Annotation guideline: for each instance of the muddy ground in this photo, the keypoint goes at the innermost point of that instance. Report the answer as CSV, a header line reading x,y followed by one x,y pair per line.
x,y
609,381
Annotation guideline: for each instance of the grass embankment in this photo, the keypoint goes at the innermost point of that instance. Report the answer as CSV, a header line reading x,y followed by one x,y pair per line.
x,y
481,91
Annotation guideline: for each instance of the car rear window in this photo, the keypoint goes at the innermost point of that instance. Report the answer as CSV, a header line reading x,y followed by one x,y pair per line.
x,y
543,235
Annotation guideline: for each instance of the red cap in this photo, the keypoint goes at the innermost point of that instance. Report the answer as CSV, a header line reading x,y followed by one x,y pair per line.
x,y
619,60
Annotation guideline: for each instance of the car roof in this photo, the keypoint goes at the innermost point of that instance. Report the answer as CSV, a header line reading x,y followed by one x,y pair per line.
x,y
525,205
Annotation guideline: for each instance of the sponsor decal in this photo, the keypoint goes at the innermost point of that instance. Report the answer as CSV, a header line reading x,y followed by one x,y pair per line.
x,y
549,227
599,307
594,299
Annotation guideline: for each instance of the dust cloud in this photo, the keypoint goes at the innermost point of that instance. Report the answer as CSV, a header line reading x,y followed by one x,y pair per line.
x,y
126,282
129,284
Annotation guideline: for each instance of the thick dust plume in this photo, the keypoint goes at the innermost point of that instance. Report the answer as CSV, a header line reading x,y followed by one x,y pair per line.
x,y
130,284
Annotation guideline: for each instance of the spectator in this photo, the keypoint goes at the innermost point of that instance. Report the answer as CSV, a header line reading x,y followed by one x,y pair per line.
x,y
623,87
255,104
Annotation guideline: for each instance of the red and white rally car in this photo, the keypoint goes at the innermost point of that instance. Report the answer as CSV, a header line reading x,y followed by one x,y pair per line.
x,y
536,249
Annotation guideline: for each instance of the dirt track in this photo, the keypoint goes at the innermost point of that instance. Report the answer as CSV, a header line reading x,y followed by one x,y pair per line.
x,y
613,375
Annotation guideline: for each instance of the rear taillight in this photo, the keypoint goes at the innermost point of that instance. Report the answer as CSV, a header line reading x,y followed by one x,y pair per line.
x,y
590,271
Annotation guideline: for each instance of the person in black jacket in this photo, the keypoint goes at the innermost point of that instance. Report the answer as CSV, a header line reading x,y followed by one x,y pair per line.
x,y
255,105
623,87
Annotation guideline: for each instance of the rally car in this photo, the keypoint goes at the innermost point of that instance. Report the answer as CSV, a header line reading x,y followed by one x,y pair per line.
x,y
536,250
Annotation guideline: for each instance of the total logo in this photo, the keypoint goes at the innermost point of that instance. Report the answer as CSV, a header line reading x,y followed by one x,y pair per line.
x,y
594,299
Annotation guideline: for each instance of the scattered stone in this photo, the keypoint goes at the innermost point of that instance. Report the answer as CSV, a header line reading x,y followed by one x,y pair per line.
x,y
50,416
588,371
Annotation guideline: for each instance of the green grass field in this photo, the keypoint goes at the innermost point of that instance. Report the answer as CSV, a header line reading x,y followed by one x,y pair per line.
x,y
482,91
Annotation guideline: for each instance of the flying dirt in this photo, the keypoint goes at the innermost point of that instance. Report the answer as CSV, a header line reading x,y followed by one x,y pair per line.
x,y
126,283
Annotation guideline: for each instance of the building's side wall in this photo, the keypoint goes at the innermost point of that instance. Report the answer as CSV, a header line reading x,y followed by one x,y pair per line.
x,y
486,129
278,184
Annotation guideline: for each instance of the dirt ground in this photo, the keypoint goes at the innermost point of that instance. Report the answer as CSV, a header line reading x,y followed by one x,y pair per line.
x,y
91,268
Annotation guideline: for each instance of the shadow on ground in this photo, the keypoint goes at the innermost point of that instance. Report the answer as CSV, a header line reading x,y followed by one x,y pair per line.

What to do:
Reproduce the entire listing word for word.

Finished exercise:
Annotation guideline: for each instance of the muddy ground in this photo, the keypoint goes at the innermost point of that instance. Report the answer as CSV, a header line reading x,y followed by one x,y pair per line.
x,y
609,381
Annotation guideline: for each instance of the grass embankment in this photo, the keypoint goes at the innermost point of that instance. Report the answer as CSV, a header line reading x,y followed by one x,y pair per line.
x,y
481,91
Annotation guideline: for each instance of the car rear window in this photo, the keypoint goes at the innermost point of that instance. Report the answer as CSV, a header line reading x,y followed by one x,y pair per line.
x,y
543,235
Annotation guideline: for each instance of the red cap in this photo, the keypoint goes at the innermost point of that instance. Report the answer as CSV, a header line reading x,y followed by one x,y pair per line.
x,y
619,60
Annotation guideline: for each instance of the car roof in this photo, the keypoint goes at the innermost point of that instance. Report the answer as CSV, a header line reading x,y followed by one x,y pair per line.
x,y
525,205
Annotation guideline: for each instance of the sponsor decal in this photo, the keypoint goes at the innermost point of that instance. Report the answer as CSV, a header line reading x,y followed by one x,y pair per line.
x,y
549,227
599,307
594,299
Annotation guideline: for each instance of the dust cloud in this photo, the keypoint goes at the innermost point of that instance. Report the answer as CSV, a header line reading x,y followed by one x,y pair per line.
x,y
126,282
129,284
Annotation guideline: for each instance of the thick dust plume in this photo, the keypoint goes at the innermost point of that instance. Report the answer as CSV, a header line reading x,y followed by one x,y pair per line.
x,y
130,284
Annotation guideline: for each instance of the spectator in this photo, the keypoint goes at the innermost point of that instance. Report the answer as CSV, a header line reading x,y followed by one x,y pair per line.
x,y
623,87
255,104
Annotation guideline: for each instance of the red and white rally car in this photo, the keypoint goes at the innermost point of that instance. Report the answer as CSV, a header line reading x,y followed by one x,y pair per line.
x,y
536,249
Annotation guideline: for each instance of the dirt track in this photo, the keypoint goes at the innermost point of that instance. Report the answer as CSV, a header line reading x,y followed by one x,y pair per line.
x,y
613,375
Annotation guideline: for each instance of the rear taillight in this photo, the keypoint goes at the innermost point of that instance. Report the answer as CSV, a header line reading x,y followed by one x,y pair per line.
x,y
590,271
Annotation guideline: for each instance of the person in black jacket in this photo, the keypoint goes at the innermost point of that instance. Report the answer as CSV, a header line reading x,y followed by one x,y pair per line.
x,y
255,105
623,87
Annotation guideline: for each instance of the rally car in this photo, the keypoint goes at the innermost point of that instance. Report the answer as CSV, a header line reading x,y followed by one x,y pair per line.
x,y
536,250
Annotation guideline: for each instance of the total logo in this photo, the keypoint goes at the innermost point of that instance. Report the answer as CSV, a header line reading x,y followed by one x,y pair per line.
x,y
594,299
Annotation guideline: for each instance of the scattered stone in this photo, the keypoint goes at the innermost point of that instance. Report the answer as CSV, a header line reading x,y followed by one x,y pair per line.
x,y
50,416
588,371
Annotation guideline: for each instance of the green grass field in this photo, the keypoint goes at the innermost point of that instance. Report the answer as CSV, a header line reading x,y followed by one x,y pair per line.
x,y
482,91
Annotation guideline: for each instance of the flying dirt in this photo, the keypoint goes at the innermost point of that instance. Report the answer as CSV, a header line reading x,y followed by one x,y pair per line.
x,y
126,283
Annotation guideline: for each instance of the building's side wall in this photo, the keypoint goes at the innermost point of that instance. Report the answer as CSV, a header line reading x,y followed by one x,y pair per line.
x,y
486,129
278,184
Annotation guideline: for each instance of the dirt ground in this photo, the keypoint goes at the innermost point of that instance. Report the answer as CSV, a header line reading x,y followed by one x,y pair per line.
x,y
91,268
Annotation guideline: for each instance of the shadow on ground in this photo, the keypoint goes at the innermost point of that instance. Report the answer as CSV, a header line reading x,y followed by one x,y pair per line.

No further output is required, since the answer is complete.